SAN DIEGO (KGTV) -- A new study released Tuesday suggests the COVID-19 vaccine made by Johnson & Johnson produces significantly weaker antibody defenses to the delta variant compared to the original virus.
However, several experts told ABC 10News the results are far from proof that the one-dose vaccine is ineffective against the variant in the real world.
The study by a team at New York University prompted a flurry of concerned headlines Tuesday. The New York Times initially published a report titled, “One Dose of J.&J. Vaccine Is Ineffective Against Delta, Study Suggests.”
The paper later changed the title to “J.&J. Vaccine May Be Less Effective Against Delta, Study Suggests.”
The NYU scientists drew blood from 10 people who got the J&J vaccine and put their protective antibodies in a dish. Then, they introduced different COVID variants to see how well the antibodies stopped them.
On average, the team found J&J was about 7 times weaker against delta than the original strain. It was a much bigger drop-off than the ones seen in people who got Pfizer or Moderna. The results have not yet undergone peer review.

→ **DATA EXTRACT**
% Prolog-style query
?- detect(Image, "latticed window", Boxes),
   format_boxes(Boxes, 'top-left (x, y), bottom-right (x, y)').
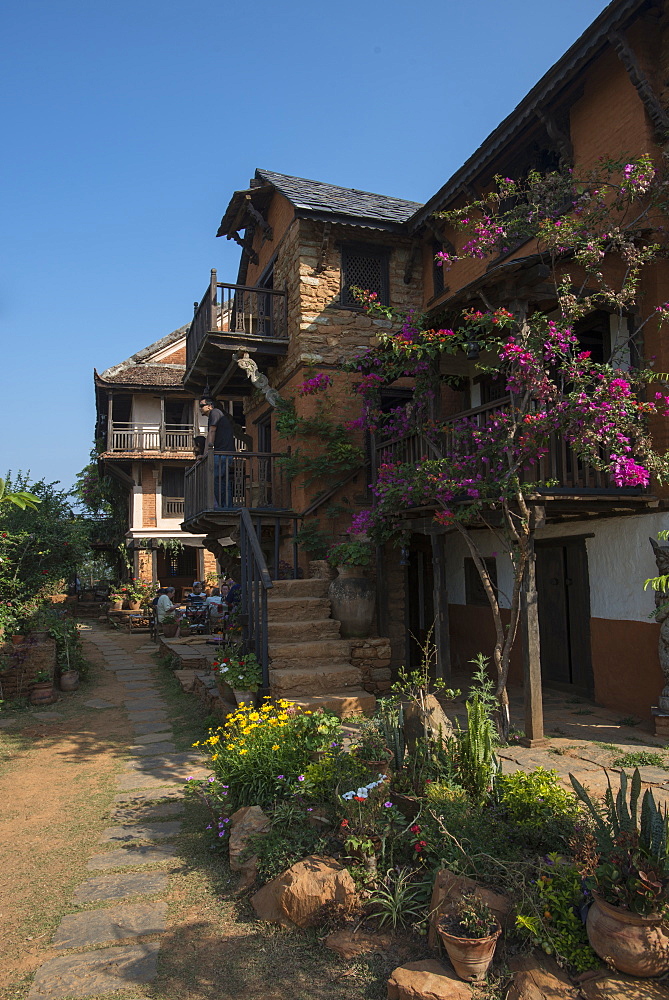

→ **TASKS TO CARRY OUT**
1 - Answer these about the vaccine article, one per line:
(a) A team at which university carried out the study?
(b) From how many people who got the J&J vaccine did the scientists draw blood?
(c) On average, how many times weaker was J&J against delta than against the original strain?
2 - Write out the vaccine article word for word from "SAN DIEGO (KGTV)" up to and including "the real world.".

→ **EXERCISE RESPONSES**
1 -
(a) New York University
(b) 10
(c) About 7 times

2 -
SAN DIEGO (KGTV) -- A new study released Tuesday suggests the COVID-19 vaccine made by Johnson & Johnson produces significantly weaker antibody defenses to the delta variant compared to the original virus.
However, several experts told ABC 10News the results are far from proof that the one-dose vaccine is ineffective against the variant in the real world.